## [PROBLEM 1]
From the passage on 3D kernel visualization, copy the section starting at "- Decomposition-Domain Optimization: The" and ending at "the empirical ablation.".
## [PROBLEM 2]
Which pretraining datasets does the passage on 3D kernel visualization name?
## [PROBLEM 3]
According to the passage on 3D kernel visualization, why does extending 2D Fourier-domain activation maximization directly to 3D give suboptimal, artifact-prone results?

Methodology: Data-Driven Decomposition and Two-Stage Optimization
The proposed method begins with the generation of a synthetic video input by maximizing the activation of a chosen 3D kernel using a deep generative optimization. Crucially, it decomposes the resulting video into a static frame and a sequence of deformation fields, such that each frame is reconstructed by applying a learned spatiotemporal displacement to the static base.
Figure 1: Overview of the visualization process, highlighting two-stage optimization and spatiotemporal decomposition.
A warping operation W(I,Dt​) is employed, where I is a static image capturing spatial texture preferences and Dt​ is a pixel-wise deformation field at time t, analogous to non-parametric motion compensation. The frame Vt​ is reconstructed as I warped by Dt​. This decomposition is optimized in two distinct phases:
- Pixel-Domain Optimization: The input video V is optimized directly to maximize kernel activation.
- Decomposition-Domain Optimization: The previously obtained V is then factorized into I and Dt​ by minimizing a composite loss. This encompasses reconstruction error, total variation (TV) regularization on both I and Dt​ for spatial coherence, and an alignment term for semantic consistency between I and the first frame.
Figure 2: Single-frame reconstruction via decomposition. Left: static factor; middle: learned deformation field; right: synthesized frame.
This two-stage approach mitigates the convergence challenges and representational ambiguities encountered in naïve end-to-end factorization, as substantiated in the empirical ablation.
Empirical Validation and Ablation Studies
Comprehensive experiments are performed on canonical 3D CNN architectures including I3D, C3D, and 3D VQ-VAE pretrained on large-scale action recognition datasets (Kinetics 400, UCF-101, Sports-1M).
A direct extension of 2D Fourier-domain activation maximization to 3D yields suboptimal, artifact-prone results due to the curse of dimensionality and spectrum scaling issues. Pixel-domain optimization circumvents these pitfalls, producing interpretable stimuli and facilitating effective decomposition.
Figure 3: Comparisons of visualizations optimized in (a-c) Fourier and (d-f) pixel domains for layers at varying depths in I3D.

## [INFORMATION PROVIDED]

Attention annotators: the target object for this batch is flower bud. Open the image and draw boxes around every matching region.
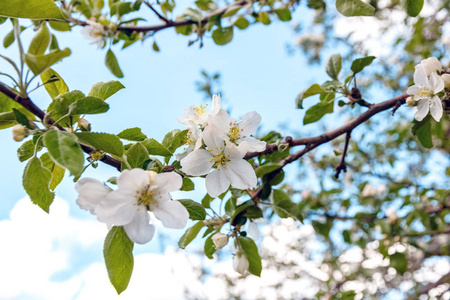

## [EXERCISE SOLUTION 1]
- Decomposition-Domain Optimization: The previously obtained V is then factorized into I and Dt​ by minimizing a composite loss. This encompasses reconstruction error, total variation (TV) regularization on both I and Dt​ for spatial coherence, and an alignment term for semantic consistency between I and the first frame.
Figure 2: Single-frame reconstruction via decomposition. Left: static factor; middle: learned deformation field; right: synthesized frame.
This two-stage approach mitigates the convergence challenges and representational ambiguities encountered in naïve end-to-end factorization, as substantiated in the empirical ablation.

## [EXERCISE SOLUTION 2]
Kinetics 400, UCF-101, Sports-1M

## [EXERCISE SOLUTION 3]
It is due to the curse of dimensionality and spectrum scaling issues.